Directions for this task: In the records below, find the line with "like (308, 437)." and the line with "like (382, 350).". Print both exactly, along with every line between them, and no other line.

Dataset entries
+ + +

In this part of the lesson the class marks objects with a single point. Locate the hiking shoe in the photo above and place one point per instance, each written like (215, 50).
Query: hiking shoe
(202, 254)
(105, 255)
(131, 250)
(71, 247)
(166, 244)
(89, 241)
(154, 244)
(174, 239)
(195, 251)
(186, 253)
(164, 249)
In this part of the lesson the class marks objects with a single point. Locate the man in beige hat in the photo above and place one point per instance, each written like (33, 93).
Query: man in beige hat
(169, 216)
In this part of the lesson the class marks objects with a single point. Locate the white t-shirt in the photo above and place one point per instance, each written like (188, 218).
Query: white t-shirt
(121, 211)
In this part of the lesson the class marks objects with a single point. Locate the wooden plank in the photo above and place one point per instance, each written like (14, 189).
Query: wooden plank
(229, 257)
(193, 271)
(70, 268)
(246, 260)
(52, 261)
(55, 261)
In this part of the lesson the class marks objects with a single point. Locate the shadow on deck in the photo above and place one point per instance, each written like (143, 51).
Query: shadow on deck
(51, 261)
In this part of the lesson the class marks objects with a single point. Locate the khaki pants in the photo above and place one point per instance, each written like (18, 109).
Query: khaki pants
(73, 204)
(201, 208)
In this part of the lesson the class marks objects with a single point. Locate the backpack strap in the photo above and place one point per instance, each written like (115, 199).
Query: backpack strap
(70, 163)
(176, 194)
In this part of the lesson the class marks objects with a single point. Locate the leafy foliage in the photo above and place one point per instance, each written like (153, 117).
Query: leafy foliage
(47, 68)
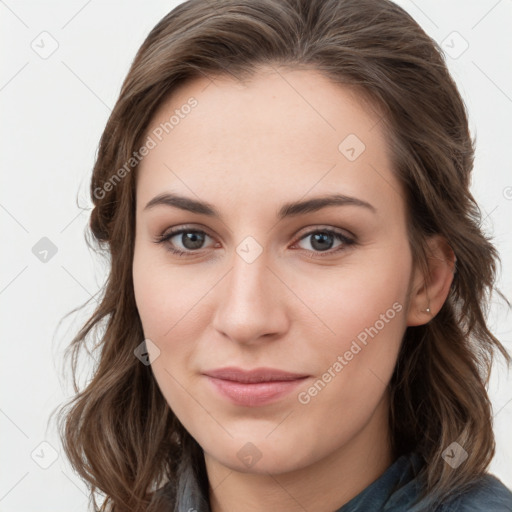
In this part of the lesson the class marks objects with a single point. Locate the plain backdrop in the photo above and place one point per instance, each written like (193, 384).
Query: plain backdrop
(62, 66)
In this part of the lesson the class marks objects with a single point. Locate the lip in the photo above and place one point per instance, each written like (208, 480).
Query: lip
(256, 387)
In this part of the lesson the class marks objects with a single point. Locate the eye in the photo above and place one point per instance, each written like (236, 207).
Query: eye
(322, 241)
(187, 240)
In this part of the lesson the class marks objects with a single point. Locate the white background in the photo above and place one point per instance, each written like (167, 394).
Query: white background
(53, 112)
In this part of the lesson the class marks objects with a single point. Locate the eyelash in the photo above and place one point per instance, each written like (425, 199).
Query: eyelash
(346, 241)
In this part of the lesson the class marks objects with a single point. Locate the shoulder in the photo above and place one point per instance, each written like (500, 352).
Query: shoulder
(487, 494)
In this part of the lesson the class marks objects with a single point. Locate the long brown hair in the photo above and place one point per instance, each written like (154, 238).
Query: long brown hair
(118, 431)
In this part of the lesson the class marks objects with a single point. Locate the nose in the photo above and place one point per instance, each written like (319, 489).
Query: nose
(251, 303)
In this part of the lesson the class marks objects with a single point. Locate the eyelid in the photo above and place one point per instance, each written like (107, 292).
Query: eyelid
(347, 239)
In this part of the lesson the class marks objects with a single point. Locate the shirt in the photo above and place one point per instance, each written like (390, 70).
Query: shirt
(398, 488)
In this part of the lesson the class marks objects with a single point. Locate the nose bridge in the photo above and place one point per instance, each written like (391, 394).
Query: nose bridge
(248, 306)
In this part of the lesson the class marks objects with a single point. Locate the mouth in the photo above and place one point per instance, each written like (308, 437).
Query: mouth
(256, 387)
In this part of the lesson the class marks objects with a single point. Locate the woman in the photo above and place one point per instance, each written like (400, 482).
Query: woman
(294, 315)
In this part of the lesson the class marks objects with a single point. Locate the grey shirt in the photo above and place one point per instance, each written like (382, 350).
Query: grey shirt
(398, 488)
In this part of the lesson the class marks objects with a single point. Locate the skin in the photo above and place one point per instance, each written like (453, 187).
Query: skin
(248, 148)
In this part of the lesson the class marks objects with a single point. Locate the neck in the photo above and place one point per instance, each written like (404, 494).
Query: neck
(323, 486)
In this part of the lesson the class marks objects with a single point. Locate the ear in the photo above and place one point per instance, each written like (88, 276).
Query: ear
(430, 291)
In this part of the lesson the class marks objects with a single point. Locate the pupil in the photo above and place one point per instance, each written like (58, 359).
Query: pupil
(192, 240)
(321, 237)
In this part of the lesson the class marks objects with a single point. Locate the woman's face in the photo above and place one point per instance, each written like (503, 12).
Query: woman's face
(273, 275)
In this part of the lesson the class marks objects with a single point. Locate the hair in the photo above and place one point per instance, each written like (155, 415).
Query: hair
(118, 431)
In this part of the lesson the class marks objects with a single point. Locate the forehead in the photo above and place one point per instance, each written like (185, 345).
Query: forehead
(284, 131)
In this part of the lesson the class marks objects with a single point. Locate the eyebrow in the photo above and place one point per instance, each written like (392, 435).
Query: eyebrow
(287, 210)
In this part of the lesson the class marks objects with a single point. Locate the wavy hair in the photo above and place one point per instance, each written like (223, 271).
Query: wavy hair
(118, 432)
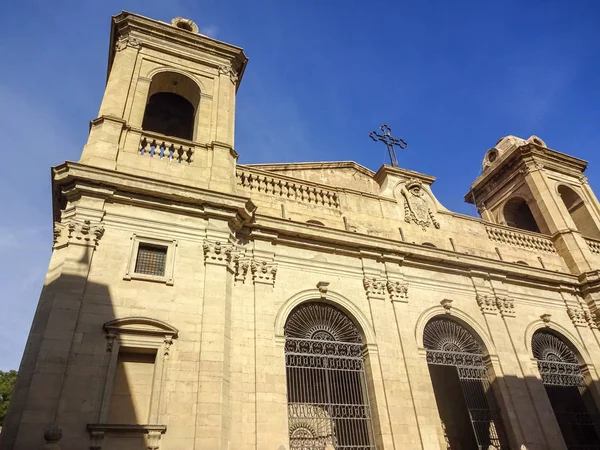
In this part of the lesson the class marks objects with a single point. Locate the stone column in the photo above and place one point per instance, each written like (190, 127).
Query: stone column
(213, 401)
(516, 388)
(271, 384)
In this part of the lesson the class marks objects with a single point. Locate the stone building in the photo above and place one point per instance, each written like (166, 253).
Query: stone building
(195, 303)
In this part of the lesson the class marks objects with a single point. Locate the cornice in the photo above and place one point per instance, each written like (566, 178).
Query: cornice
(354, 244)
(123, 184)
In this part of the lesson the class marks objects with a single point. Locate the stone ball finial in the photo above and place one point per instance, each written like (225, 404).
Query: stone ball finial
(185, 24)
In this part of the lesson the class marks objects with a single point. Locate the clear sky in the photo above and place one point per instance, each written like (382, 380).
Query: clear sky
(449, 77)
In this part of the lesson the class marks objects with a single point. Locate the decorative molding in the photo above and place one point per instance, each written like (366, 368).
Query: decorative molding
(519, 239)
(323, 286)
(447, 305)
(593, 245)
(263, 272)
(74, 232)
(375, 286)
(290, 190)
(546, 318)
(506, 306)
(398, 291)
(230, 72)
(127, 41)
(487, 304)
(217, 253)
(582, 317)
(416, 207)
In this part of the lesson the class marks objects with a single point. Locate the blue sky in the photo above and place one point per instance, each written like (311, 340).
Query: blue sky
(450, 78)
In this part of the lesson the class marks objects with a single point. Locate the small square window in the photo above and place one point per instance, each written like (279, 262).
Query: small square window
(151, 260)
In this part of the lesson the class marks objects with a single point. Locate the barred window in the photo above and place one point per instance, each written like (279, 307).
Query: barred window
(151, 260)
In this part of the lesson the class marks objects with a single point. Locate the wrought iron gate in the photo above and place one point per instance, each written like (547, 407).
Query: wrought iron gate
(566, 389)
(328, 405)
(449, 344)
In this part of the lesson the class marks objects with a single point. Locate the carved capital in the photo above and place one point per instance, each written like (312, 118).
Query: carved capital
(323, 286)
(487, 304)
(263, 272)
(81, 233)
(398, 291)
(230, 72)
(217, 253)
(578, 316)
(447, 305)
(375, 287)
(506, 306)
(127, 41)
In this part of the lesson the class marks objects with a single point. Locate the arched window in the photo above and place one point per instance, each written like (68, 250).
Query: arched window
(466, 404)
(579, 212)
(173, 100)
(328, 405)
(567, 391)
(517, 214)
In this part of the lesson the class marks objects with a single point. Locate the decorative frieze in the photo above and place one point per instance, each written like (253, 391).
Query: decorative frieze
(375, 286)
(74, 232)
(217, 253)
(398, 291)
(290, 190)
(522, 240)
(263, 272)
(506, 306)
(416, 205)
(487, 303)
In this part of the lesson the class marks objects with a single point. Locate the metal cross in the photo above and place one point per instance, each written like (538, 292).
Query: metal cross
(389, 141)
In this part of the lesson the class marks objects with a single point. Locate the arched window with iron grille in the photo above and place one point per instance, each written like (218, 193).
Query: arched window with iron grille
(463, 393)
(328, 403)
(567, 391)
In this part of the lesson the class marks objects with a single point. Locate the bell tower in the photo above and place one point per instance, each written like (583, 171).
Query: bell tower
(526, 185)
(168, 109)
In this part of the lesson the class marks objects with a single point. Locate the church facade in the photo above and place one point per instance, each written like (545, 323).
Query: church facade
(195, 303)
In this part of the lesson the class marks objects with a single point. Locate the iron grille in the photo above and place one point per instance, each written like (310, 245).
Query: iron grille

+ + +

Result for this task:
In this part of the lesson the class marks objects with a single point. Locate the mouth in the photo above and place one point per instance, each written like (308, 437).
Query: mouth
(256, 387)
In this part of the lesson the class marks objects with a single point. Locate the woman in the photo above and place one point per instance, each written like (400, 482).
Query: woman
(294, 315)
In this part of the lesson the class marks objects with a single point. Locate the grey shirt in the photo above and place one point per instance, each written like (382, 350).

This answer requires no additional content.